What needs to be done ::
Locate the line containing "Where can you see the eyebrow" in the data below. Reproduce it and every following line up to the end, exactly as given.

Object position labeling entries ::
= = =

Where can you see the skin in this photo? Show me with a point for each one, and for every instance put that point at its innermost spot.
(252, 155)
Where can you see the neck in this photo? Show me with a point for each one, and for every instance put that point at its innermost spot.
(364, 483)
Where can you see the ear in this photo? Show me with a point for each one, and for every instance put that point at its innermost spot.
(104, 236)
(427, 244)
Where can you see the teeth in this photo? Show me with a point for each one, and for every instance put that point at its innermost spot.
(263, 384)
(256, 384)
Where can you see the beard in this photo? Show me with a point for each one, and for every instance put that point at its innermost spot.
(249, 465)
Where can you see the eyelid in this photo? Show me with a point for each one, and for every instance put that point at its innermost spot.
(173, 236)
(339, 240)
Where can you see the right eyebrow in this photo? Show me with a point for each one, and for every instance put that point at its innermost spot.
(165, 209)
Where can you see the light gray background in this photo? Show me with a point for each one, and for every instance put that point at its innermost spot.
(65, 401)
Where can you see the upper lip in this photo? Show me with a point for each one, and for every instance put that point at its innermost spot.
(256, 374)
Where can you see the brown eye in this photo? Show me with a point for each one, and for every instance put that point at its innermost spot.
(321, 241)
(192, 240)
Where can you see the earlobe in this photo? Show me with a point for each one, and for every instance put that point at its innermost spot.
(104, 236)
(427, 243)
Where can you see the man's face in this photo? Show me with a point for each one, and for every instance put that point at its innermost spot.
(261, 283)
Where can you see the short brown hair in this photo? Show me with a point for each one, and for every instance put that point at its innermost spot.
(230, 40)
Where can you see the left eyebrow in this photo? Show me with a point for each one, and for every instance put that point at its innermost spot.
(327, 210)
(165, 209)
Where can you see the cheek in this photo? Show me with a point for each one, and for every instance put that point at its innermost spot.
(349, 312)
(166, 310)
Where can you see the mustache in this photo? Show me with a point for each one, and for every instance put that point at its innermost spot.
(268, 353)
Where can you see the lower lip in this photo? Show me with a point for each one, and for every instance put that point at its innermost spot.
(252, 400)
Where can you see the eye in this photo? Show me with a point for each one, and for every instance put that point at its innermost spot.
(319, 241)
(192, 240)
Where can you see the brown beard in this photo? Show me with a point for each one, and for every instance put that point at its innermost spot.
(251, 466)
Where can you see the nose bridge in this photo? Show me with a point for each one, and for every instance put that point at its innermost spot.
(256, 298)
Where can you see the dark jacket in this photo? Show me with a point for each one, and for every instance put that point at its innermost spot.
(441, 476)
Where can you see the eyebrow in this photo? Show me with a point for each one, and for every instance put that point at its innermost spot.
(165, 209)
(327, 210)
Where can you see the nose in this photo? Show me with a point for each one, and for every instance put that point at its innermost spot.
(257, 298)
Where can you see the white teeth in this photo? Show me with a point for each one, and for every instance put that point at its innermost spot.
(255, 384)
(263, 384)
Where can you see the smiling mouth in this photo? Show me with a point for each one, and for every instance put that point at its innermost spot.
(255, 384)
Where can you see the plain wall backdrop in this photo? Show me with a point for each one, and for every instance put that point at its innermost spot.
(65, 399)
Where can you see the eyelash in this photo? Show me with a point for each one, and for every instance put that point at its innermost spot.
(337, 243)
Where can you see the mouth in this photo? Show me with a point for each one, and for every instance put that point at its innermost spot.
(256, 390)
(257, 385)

= = =

Task result ::
Where can you see the eyebrow in this photo? Show me with a point for each one, and for every instance put that point at its innermost spot.
(165, 209)
(327, 210)
Where can you see the nose in this photo? Show me with a point for each one, and for every instance put that point at its innermost spot.
(257, 298)
Where can you see the white teeth in this photo? Show me with a point for each one, and for every instance put that point at its innermost spot.
(255, 384)
(263, 384)
Where can you see the smiling mouth in this photo? Show me with a point for each one, and for every instance put that point at its innermost spot.
(255, 384)
Where can you see the plain wall backdrop in this photo? Show me with a point for each one, and for every instance put that point at its innermost spot.
(65, 399)
Where can you see the eyelash in this photo? Show me with a point for each one, and for every instance put that point at its innermost spot.
(337, 243)
Where can you see the mouth in this photo? Show me with a point for each one, and for every instance put that point at its innermost spot.
(256, 390)
(257, 385)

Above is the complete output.